§ **DATA SECTION**
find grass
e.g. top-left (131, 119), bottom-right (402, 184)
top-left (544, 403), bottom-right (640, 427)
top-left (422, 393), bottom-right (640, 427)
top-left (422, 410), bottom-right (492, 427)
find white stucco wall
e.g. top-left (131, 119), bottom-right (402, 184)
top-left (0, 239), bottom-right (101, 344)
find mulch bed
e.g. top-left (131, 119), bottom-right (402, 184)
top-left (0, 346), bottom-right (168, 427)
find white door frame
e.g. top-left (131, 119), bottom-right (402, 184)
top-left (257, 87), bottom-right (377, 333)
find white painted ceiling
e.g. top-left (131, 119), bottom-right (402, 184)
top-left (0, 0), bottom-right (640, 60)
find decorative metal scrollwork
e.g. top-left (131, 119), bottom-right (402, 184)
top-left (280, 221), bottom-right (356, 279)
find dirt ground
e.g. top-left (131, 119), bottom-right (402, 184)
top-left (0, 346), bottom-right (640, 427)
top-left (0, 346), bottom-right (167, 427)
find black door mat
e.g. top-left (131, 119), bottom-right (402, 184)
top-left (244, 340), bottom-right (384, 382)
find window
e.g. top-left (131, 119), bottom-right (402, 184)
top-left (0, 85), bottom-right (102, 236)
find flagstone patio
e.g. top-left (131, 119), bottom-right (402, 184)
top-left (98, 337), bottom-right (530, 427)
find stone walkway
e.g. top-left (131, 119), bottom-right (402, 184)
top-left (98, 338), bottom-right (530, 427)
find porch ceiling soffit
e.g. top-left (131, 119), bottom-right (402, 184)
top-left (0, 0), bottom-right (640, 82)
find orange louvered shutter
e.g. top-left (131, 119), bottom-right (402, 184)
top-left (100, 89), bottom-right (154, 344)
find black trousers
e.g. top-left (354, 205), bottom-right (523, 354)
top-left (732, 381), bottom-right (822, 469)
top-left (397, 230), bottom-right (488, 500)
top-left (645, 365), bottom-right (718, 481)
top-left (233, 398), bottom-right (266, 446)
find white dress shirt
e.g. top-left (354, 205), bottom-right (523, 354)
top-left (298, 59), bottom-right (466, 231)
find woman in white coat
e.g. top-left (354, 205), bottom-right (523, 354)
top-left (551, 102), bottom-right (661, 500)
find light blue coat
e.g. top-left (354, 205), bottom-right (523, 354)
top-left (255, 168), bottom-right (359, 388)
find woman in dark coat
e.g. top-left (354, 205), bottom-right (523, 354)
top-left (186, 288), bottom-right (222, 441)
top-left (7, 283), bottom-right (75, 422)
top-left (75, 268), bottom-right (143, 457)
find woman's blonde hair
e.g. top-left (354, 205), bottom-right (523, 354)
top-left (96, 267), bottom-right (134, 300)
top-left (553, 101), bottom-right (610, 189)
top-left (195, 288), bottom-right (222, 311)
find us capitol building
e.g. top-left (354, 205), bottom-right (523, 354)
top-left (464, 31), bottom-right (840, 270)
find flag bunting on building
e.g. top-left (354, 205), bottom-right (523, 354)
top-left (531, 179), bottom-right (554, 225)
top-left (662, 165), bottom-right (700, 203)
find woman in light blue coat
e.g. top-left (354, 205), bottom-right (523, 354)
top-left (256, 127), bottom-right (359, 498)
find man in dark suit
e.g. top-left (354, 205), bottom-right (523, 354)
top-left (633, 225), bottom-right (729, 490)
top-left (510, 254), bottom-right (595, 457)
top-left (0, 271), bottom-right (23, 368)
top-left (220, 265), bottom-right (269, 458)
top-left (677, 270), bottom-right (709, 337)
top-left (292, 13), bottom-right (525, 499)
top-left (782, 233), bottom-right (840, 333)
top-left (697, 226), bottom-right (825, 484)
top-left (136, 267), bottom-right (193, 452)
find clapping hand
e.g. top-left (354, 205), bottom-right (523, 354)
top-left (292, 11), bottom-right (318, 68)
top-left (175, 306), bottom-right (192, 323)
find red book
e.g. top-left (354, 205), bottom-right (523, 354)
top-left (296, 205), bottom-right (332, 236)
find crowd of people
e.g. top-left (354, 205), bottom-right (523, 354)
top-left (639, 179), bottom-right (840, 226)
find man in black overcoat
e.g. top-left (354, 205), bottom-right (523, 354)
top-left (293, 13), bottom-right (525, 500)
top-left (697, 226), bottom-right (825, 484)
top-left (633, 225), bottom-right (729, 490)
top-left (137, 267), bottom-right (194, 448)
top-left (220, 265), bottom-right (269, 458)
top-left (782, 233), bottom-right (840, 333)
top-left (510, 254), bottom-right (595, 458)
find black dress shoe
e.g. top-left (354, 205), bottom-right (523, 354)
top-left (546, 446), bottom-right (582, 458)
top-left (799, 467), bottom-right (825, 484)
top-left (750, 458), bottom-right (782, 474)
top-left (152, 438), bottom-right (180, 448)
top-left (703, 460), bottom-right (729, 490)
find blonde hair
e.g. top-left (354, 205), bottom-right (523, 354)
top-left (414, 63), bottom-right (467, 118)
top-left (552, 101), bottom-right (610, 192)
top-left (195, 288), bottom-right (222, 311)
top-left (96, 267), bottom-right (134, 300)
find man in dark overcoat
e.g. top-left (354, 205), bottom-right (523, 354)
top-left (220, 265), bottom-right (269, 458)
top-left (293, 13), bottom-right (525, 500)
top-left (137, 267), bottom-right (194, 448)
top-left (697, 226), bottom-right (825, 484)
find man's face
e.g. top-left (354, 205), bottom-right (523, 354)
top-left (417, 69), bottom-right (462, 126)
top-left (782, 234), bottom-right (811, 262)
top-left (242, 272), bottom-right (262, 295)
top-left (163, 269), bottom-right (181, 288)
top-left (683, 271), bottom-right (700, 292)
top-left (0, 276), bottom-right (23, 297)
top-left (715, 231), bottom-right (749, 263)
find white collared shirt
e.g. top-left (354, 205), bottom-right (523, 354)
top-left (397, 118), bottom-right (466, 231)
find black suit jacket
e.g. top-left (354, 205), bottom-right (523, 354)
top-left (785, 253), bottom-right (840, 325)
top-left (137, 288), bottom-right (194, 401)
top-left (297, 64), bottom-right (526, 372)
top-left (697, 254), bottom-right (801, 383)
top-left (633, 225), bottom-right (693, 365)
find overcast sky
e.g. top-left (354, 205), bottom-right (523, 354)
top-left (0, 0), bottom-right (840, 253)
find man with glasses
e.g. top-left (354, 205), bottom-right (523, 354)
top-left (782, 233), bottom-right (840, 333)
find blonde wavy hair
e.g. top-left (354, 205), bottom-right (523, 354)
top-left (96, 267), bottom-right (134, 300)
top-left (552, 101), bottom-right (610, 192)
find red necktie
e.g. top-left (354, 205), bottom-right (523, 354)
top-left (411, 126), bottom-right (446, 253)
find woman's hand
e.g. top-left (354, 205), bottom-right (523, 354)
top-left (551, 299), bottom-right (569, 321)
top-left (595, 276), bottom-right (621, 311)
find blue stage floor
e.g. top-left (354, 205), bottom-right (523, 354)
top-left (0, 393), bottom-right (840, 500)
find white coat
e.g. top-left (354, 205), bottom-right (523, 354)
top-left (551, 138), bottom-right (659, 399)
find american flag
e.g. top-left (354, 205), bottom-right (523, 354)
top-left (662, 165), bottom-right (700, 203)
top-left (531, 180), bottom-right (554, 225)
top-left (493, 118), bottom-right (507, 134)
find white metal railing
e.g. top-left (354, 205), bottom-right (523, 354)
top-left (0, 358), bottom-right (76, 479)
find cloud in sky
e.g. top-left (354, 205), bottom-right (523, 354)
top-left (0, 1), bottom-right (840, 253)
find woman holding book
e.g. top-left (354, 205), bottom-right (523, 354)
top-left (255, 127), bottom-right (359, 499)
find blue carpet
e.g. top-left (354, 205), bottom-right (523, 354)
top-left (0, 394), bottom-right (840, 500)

§ **WHAT YOU NEED TO DO**
Copy out all of the rows above word for word.

§ **SOLVED PROBLEM**
find grass
e.g. top-left (131, 119), bottom-right (402, 184)
top-left (544, 403), bottom-right (640, 427)
top-left (422, 393), bottom-right (640, 427)
top-left (422, 410), bottom-right (492, 427)
find white stucco wall
e.g. top-left (131, 119), bottom-right (402, 184)
top-left (0, 239), bottom-right (101, 344)
find mulch bed
e.g. top-left (131, 119), bottom-right (402, 184)
top-left (0, 346), bottom-right (168, 427)
find white door frame
e.g. top-left (131, 119), bottom-right (402, 184)
top-left (257, 87), bottom-right (377, 333)
find white painted ceiling
e.g. top-left (131, 119), bottom-right (402, 184)
top-left (0, 0), bottom-right (640, 60)
find decorative metal scrollwork
e.g. top-left (131, 119), bottom-right (402, 184)
top-left (280, 221), bottom-right (356, 279)
find dirt ground
e.g. top-left (131, 119), bottom-right (402, 184)
top-left (0, 346), bottom-right (640, 427)
top-left (0, 346), bottom-right (167, 427)
find black door mat
e.g. top-left (131, 119), bottom-right (402, 184)
top-left (244, 340), bottom-right (384, 382)
find window
e.g. top-left (131, 119), bottom-right (402, 184)
top-left (0, 85), bottom-right (102, 236)
find flagstone patio
e.g. top-left (131, 119), bottom-right (402, 184)
top-left (98, 337), bottom-right (530, 427)
find stone walkway
e.g. top-left (131, 119), bottom-right (402, 184)
top-left (98, 338), bottom-right (530, 427)
find porch ceiling soffit
e.g. top-left (131, 119), bottom-right (402, 184)
top-left (0, 0), bottom-right (640, 82)
find orange louvered shutter
e.g. top-left (131, 119), bottom-right (402, 184)
top-left (100, 89), bottom-right (154, 344)
find black trousers
e.g. top-left (354, 205), bottom-right (523, 354)
top-left (732, 381), bottom-right (822, 469)
top-left (397, 230), bottom-right (488, 500)
top-left (645, 365), bottom-right (718, 481)
top-left (233, 398), bottom-right (266, 446)
find white dress shirt
e.g. top-left (354, 205), bottom-right (523, 354)
top-left (298, 59), bottom-right (466, 231)
find woman in white coat
e.g. top-left (354, 205), bottom-right (523, 354)
top-left (551, 102), bottom-right (661, 500)
find light blue coat
e.g. top-left (354, 205), bottom-right (523, 354)
top-left (255, 168), bottom-right (359, 388)
find woman in dark coat
e.g. top-left (354, 205), bottom-right (523, 354)
top-left (186, 288), bottom-right (222, 441)
top-left (7, 283), bottom-right (75, 422)
top-left (75, 268), bottom-right (143, 457)
find woman's blonde hair
e.g. top-left (354, 205), bottom-right (523, 354)
top-left (96, 267), bottom-right (134, 300)
top-left (553, 101), bottom-right (610, 189)
top-left (195, 288), bottom-right (222, 311)
find us capitol building
e.g. top-left (354, 205), bottom-right (523, 354)
top-left (464, 31), bottom-right (840, 270)
find flag bunting on building
e.g. top-left (354, 205), bottom-right (523, 354)
top-left (531, 179), bottom-right (554, 225)
top-left (662, 165), bottom-right (700, 203)
find woman in light blue coat
e.g. top-left (354, 205), bottom-right (523, 354)
top-left (256, 127), bottom-right (359, 498)
find man in dark suit
e.g. top-left (354, 205), bottom-right (523, 354)
top-left (633, 225), bottom-right (729, 490)
top-left (510, 254), bottom-right (595, 457)
top-left (0, 271), bottom-right (23, 368)
top-left (220, 265), bottom-right (269, 458)
top-left (677, 270), bottom-right (709, 337)
top-left (292, 13), bottom-right (525, 499)
top-left (782, 233), bottom-right (840, 333)
top-left (697, 226), bottom-right (825, 484)
top-left (136, 267), bottom-right (193, 452)
find clapping hand
e.g. top-left (354, 205), bottom-right (523, 354)
top-left (292, 11), bottom-right (318, 68)
top-left (175, 306), bottom-right (192, 323)
find red book
e.g. top-left (354, 205), bottom-right (523, 354)
top-left (296, 205), bottom-right (332, 236)
find crowd of people
e.g. top-left (354, 205), bottom-right (523, 354)
top-left (639, 179), bottom-right (840, 226)
find man in black overcoat
e.g. top-left (354, 205), bottom-right (523, 354)
top-left (293, 13), bottom-right (525, 500)
top-left (697, 226), bottom-right (825, 484)
top-left (633, 225), bottom-right (729, 490)
top-left (137, 267), bottom-right (194, 448)
top-left (220, 265), bottom-right (269, 458)
top-left (782, 233), bottom-right (840, 333)
top-left (510, 254), bottom-right (595, 458)
find black dress shoe
e.g. top-left (354, 205), bottom-right (523, 354)
top-left (546, 446), bottom-right (582, 458)
top-left (799, 467), bottom-right (825, 484)
top-left (750, 458), bottom-right (782, 474)
top-left (152, 438), bottom-right (180, 448)
top-left (703, 460), bottom-right (729, 490)
find blonde hair
e.g. top-left (354, 205), bottom-right (523, 354)
top-left (414, 63), bottom-right (467, 118)
top-left (552, 101), bottom-right (610, 192)
top-left (195, 288), bottom-right (222, 311)
top-left (96, 267), bottom-right (134, 300)
find man in dark overcoat
e.g. top-left (354, 205), bottom-right (523, 354)
top-left (220, 265), bottom-right (269, 458)
top-left (293, 13), bottom-right (525, 500)
top-left (137, 267), bottom-right (194, 448)
top-left (697, 226), bottom-right (825, 484)
find man's face
e.g. top-left (354, 205), bottom-right (523, 354)
top-left (417, 69), bottom-right (462, 126)
top-left (782, 234), bottom-right (811, 262)
top-left (242, 272), bottom-right (262, 295)
top-left (163, 269), bottom-right (181, 288)
top-left (683, 271), bottom-right (700, 292)
top-left (0, 276), bottom-right (23, 297)
top-left (715, 231), bottom-right (749, 263)
find white collared shirt
e.g. top-left (354, 205), bottom-right (523, 354)
top-left (397, 118), bottom-right (466, 231)
find black suit jacket
e.g. top-left (354, 205), bottom-right (523, 354)
top-left (785, 253), bottom-right (840, 325)
top-left (137, 288), bottom-right (194, 401)
top-left (297, 64), bottom-right (526, 372)
top-left (697, 254), bottom-right (801, 383)
top-left (633, 225), bottom-right (693, 365)
find overcast sky
e.g. top-left (354, 205), bottom-right (523, 354)
top-left (0, 0), bottom-right (840, 253)
find man with glasses
e.g. top-left (354, 205), bottom-right (523, 354)
top-left (782, 233), bottom-right (840, 333)
find blonde wavy hair
e.g. top-left (354, 205), bottom-right (523, 354)
top-left (96, 267), bottom-right (134, 300)
top-left (552, 101), bottom-right (610, 192)
find red necktie
e.g. top-left (354, 205), bottom-right (523, 354)
top-left (411, 126), bottom-right (446, 253)
find woman's hand
e.g. top-left (354, 205), bottom-right (523, 354)
top-left (551, 299), bottom-right (569, 321)
top-left (595, 276), bottom-right (621, 311)
find blue stage floor
e.g. top-left (354, 205), bottom-right (523, 354)
top-left (0, 393), bottom-right (840, 500)
find white coat
e.g. top-left (354, 205), bottom-right (523, 354)
top-left (551, 138), bottom-right (659, 399)
find american flag
e.g. top-left (354, 205), bottom-right (523, 354)
top-left (662, 165), bottom-right (700, 203)
top-left (531, 180), bottom-right (554, 225)
top-left (493, 118), bottom-right (507, 134)
find white metal railing
e.g. top-left (354, 205), bottom-right (523, 354)
top-left (0, 358), bottom-right (76, 479)
find cloud in sky
e.g. top-left (354, 205), bottom-right (523, 354)
top-left (0, 1), bottom-right (840, 253)
find woman holding book
e.g. top-left (354, 205), bottom-right (523, 354)
top-left (255, 127), bottom-right (359, 499)
find blue carpet
e.g. top-left (354, 205), bottom-right (523, 354)
top-left (0, 394), bottom-right (840, 500)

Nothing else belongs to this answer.